→ **Text shown**
■ ■ ■ ■

May is Preservation Month and we’re recapping previous Most Endangered Historic Places listings in the nominator’s own words. Check back this month to hear updates on the Carr Greer Farmhouse, Edith Bolling Wilson Birthplace Museum, Ashland Theatre.
This update is on the Warm Springs Bath Houses and Gibson Cottage courtesy of Phil Deemer of Preservation Bath, formerly known as the Friends of the Pools.
What prompted you to submit a nomination for the Most Endangered Historic Places list?
[Preservation Bath has] two places on the Endangered list—the Bath Houses at the Warm Springs Pools (2010) and the Gibson Cottage (2015). Some of Bath County’s oldest structures, they were suffering from years of neglect by their owners. We wanted to do all we could to highlight their historic importance and to focus attention on their threatened status.
What condition are the Warm Springs Bath Houses and Gibson Cottage in today?
We have learned that progress takes time and that not every “cause” is going to have a happy ending. After eight years of doing all we could to advocate for action to save the Bath Houses, the owner (the Omni Homestead) has finally put together its plan, hired architects and set a schedule for the proper historic restoration of the Pools buildings. That is the good news story.
The Gibson Cottage, however, may be lost. Vandals recently pulled down the front of the building and the roof has collapsed. It appears that its previous sad condition coupled with the damage done by the vandals have left no hope for proper restoration. There is a chance that some parts of the old cottage can be reused/retained in a reconstruction effort.
How did being included on the Most Endangered Historic Places list help amplify your preservation efforts?

■ ■ ■ ■

→ **Task instructions**
(a) From the preservation update, write out the passage starting with "This update is" and going on through "their threatened status.", word for word.
(b) Condense the paragraph of the preservation update that begins "The Gibson Cottage, however, may be lost" into a short bulleted list that keeps its main facts.

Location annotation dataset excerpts
■ ■ ■ ■

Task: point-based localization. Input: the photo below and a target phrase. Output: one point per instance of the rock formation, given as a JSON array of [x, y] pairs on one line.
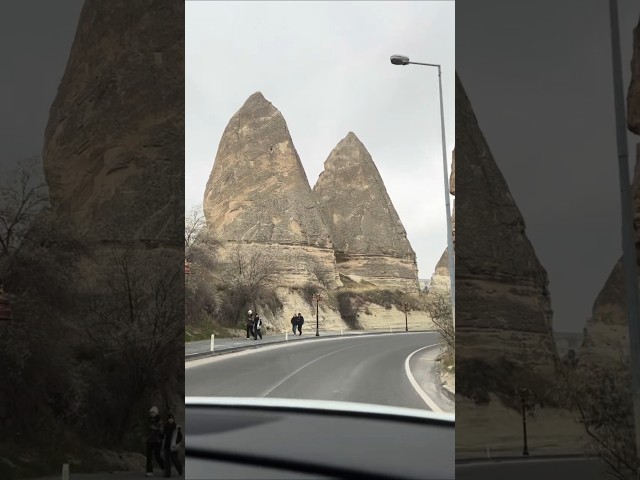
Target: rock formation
[[441, 280], [503, 305], [606, 334], [114, 142], [258, 195], [371, 243]]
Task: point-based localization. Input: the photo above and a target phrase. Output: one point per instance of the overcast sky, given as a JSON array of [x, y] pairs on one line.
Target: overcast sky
[[539, 77], [36, 40], [325, 66]]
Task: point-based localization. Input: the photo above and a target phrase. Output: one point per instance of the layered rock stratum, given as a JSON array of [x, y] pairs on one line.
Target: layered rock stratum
[[606, 333], [503, 304], [258, 195], [114, 141], [370, 241]]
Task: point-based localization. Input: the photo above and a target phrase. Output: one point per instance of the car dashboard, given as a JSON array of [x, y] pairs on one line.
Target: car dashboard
[[267, 438]]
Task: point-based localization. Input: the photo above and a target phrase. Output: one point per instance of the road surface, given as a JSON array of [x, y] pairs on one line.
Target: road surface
[[363, 368], [222, 344], [524, 469]]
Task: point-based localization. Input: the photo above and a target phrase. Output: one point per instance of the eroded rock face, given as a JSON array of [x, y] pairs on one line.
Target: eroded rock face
[[370, 241], [258, 195], [633, 95], [503, 305], [606, 334], [114, 142]]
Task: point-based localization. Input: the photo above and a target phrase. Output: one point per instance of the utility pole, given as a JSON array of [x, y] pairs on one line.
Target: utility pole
[[317, 295], [629, 261]]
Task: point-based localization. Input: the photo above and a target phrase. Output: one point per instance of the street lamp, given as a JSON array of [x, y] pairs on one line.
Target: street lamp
[[317, 297], [402, 60], [405, 308], [524, 396]]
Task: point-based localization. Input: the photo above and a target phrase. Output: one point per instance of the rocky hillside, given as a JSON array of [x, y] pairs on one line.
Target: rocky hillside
[[503, 305], [258, 195], [114, 141], [370, 241]]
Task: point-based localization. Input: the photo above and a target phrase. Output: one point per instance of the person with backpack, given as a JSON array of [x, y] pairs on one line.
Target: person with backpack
[[257, 327], [154, 440], [171, 441], [250, 325]]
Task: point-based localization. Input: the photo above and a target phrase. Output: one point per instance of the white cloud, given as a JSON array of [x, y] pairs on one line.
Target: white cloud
[[325, 66]]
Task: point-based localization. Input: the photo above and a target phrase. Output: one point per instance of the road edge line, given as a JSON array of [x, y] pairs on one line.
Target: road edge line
[[423, 395]]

■ ■ ■ ■

→ **Answers for this exercise**
(a)
This update is on the Warm Springs Bath Houses and Gibson Cottage courtesy of Phil Deemer of Preservation Bath, formerly known as the Friends of the Pools.
What prompted you to submit a nomination for the Most Endangered Historic Places list?
[Preservation Bath has] two places on the Endangered list—the Bath Houses at the Warm Springs Pools (2010) and the Gibson Cottage (2015). Some of Bath County’s oldest structures, they were suffering from years of neglect by their owners. We wanted to do all we could to highlight their historic importance and to focus attention on their threatened status.

(b)
- The Gibson Cottage may be lost.
- Vandals recently pulled down the front of the building, and the roof has collapsed.
- Its earlier poor condition, combined with the vandals' damage, appears to leave no hope for proper restoration.
- Some parts of the old cottage might still be reused or retained in a reconstruction effort.